Quiero dejar claro que lo que voy a escribir no pretende ser una guía de viajes, con sus consejos, horarios, datos prácticos y direcciones de hoteles y restaurantes; ni tampoco un cuaderno de viajes que refleje fielmente todos los itinerarios ni todos los monumentos, pueblos, o museos visitados. Trato simplemente de exponer mis impresiones después de un viaje de solo tres semanas. Por eso mismo, por lo breve del viaje, es muy probable que mis impresiones sean inexactas o totalmente erróneas.
Tampoco esperéis unas aventuras apasionantes, con piratas, guerrilleros, anacondas, cocodrilos y toda la parafernalia. Ni a mí me gusta buscar peligros innecesarios, ni Georgia es un país especialmente peligroso, siempre y cuando te mantengas alejado de las zonas más conflictivas. Y después de este preámbulo, entremos en harina.
El comienzo del viaje ya resultó un poco profético. El encargado del aparcamiento de larga duración del aeropuerto de Málaga resultó ser georgiano. Sin conocerme de nada, cuando le dije que me iba a Georgia me recomendó encarecidamente que no dejara de probar el vino de su país. Dos minutos hablando con el primer georgiano que conocía, y ya había salido el tema del vino, que luego se convertiría en recurrente durante todo el viaje: Georgia, patria mundial del vino.
Se han encontrado restos de viñas cultivadas ya en el tercer milenio A.C., por lo que se cree que el origen del consumo del vino puede estar en Georgia. Jenofonte, en el siglo IV A.C. escribió en su Anábasis que los georgianos “beben vino en grandes cantidades, y no lo mezclan con agua”. Y las leyendas sobre la conversión de los georgianos al cristianismo en el siglo IV de nuestra era dicen que Santa Nino fabricó la primera cruz amarrando dos sarmientos con su propio cabello. Esta “cruz de vid”, que aparece grabada en muchos edificios religiosos, se ha convertido en un símbolo nacional. Si a esto añadimos que en el país existen más de seiscientas variedades de uva, y que el vino se sigue consumiendo con alegría y abundancia, puede que sea cierto que el vino se descubrió allí.

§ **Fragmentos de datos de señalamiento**
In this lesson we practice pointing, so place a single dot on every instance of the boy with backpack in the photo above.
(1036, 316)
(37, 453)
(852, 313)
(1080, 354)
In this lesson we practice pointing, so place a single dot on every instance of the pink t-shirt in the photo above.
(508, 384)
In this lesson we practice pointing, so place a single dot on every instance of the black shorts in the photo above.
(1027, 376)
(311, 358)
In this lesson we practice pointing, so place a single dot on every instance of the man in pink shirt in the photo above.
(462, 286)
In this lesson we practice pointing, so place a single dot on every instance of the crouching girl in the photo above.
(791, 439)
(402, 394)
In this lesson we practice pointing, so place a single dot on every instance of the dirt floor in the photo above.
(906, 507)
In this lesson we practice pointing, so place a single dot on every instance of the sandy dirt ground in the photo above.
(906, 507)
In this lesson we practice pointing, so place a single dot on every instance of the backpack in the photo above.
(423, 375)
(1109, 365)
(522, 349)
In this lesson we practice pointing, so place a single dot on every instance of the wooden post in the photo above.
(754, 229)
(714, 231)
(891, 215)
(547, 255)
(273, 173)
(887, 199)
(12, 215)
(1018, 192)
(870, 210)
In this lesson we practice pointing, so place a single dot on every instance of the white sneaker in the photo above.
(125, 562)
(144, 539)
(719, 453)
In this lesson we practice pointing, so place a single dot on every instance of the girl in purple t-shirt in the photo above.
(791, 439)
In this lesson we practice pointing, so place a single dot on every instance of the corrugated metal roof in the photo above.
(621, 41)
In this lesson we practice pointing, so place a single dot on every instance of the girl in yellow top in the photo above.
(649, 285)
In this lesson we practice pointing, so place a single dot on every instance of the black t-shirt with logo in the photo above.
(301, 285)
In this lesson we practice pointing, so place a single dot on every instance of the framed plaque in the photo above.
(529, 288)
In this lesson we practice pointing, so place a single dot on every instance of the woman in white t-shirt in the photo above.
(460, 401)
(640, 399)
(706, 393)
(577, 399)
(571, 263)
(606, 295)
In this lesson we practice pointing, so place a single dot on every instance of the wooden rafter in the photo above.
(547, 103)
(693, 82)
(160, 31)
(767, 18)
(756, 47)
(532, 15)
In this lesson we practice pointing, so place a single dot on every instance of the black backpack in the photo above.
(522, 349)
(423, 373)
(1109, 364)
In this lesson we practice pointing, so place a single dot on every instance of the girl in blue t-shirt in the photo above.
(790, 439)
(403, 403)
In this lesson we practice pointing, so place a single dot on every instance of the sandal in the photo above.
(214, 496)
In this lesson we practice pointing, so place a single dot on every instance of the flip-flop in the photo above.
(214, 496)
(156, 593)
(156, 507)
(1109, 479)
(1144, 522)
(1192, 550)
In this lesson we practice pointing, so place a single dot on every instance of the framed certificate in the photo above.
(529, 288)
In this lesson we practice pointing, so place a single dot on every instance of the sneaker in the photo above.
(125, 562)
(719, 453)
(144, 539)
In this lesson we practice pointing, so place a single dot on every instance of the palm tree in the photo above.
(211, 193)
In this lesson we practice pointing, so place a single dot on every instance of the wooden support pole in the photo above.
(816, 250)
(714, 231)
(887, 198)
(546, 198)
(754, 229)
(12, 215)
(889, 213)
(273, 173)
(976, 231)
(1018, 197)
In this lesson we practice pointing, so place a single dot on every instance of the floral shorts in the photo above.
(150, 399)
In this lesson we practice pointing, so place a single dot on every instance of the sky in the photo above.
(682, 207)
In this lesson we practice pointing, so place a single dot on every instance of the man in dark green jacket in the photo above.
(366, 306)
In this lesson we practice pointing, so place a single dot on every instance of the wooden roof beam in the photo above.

§ **Ejercicios**
(A) Reproduce de forma literal el tramo de los registros que va desde la línea que contiene «flip-flop in the photo above.» hasta el final de los registros, con ambos extremos incluidos.
(B) Prosigue el texto sobre el viaje a Georgia a partir de su última oración.
El texto y los registros son materiales independientes entre sí.

§ **Soluciones**
(A)
In this lesson we practice pointing, so place a single dot on every instance of the flip-flop in the photo above.
(214, 496)
(156, 593)
(156, 507)
(1109, 479)
(1144, 522)
(1192, 550)
In this lesson we practice pointing, so place a single dot on every instance of the framed certificate in the photo above.
(529, 288)
In this lesson we practice pointing, so place a single dot on every instance of the sneaker in the photo above.
(125, 562)
(719, 453)
(144, 539)
In this lesson we practice pointing, so place a single dot on every instance of the palm tree in the photo above.
(211, 193)
In this lesson we practice pointing, so place a single dot on every instance of the wooden support pole in the photo above.
(816, 250)
(714, 231)
(887, 198)
(546, 198)
(754, 229)
(12, 215)
(889, 213)
(273, 173)
(976, 231)
(1018, 197)
In this lesson we practice pointing, so place a single dot on every instance of the floral shorts in the photo above.
(150, 399)
In this lesson we practice pointing, so place a single dot on every instance of the sky in the photo above.
(682, 207)
In this lesson we practice pointing, so place a single dot on every instance of the man in dark green jacket in the photo above.
(366, 306)
In this lesson we practice pointing, so place a single dot on every instance of the wooden roof beam in the photo above.

(B)
En el aeropuerto, después de un aterrizaje espeluznante y de pasar el control de inmigración y la aduana sin mayores dificultades, llegamos a la parada de taxis, en la que un letrero indicaba, en georgiano, ruso e inglés: “TAXIS A TBILISI. CENTRO 25 LARI, BARRIOS 30 LARI”. Inocente, me dirigí al primer taxista de la cola:
- Al Hotel Penthouse, en Metekhi Kucha
- Ok, son cuarenta lari
- Pero el letrero dice veinticinco
- El letrero, el letrero… Son cuarenta lari.
Aún no habíamos acabado de salir del aeropuerto, cuando vimos que delante de nosotros se paraba un coche sin ningún indicativo de taxi, del que se bajaba un grupo de personas con maletas. Nuestro taxista se detuvo a su lado e increpó, muy enfadado, al conductor. Yo no entendía lo que se decían, pero fueron subiendo de tono hasta que nuestro taxista se bajó del taxi y se acercó al otro coche. Aunque parezca increíble, llegaron a agarrarse. Menos mal que entre el nutrido grupo de mirones que se había reunido en pocos minutos, consiguieron separarlos. Supongo que el otro coche era un taxi ilegal, o al menos esa es la única explicación más o menos lógica que se me ocurrió.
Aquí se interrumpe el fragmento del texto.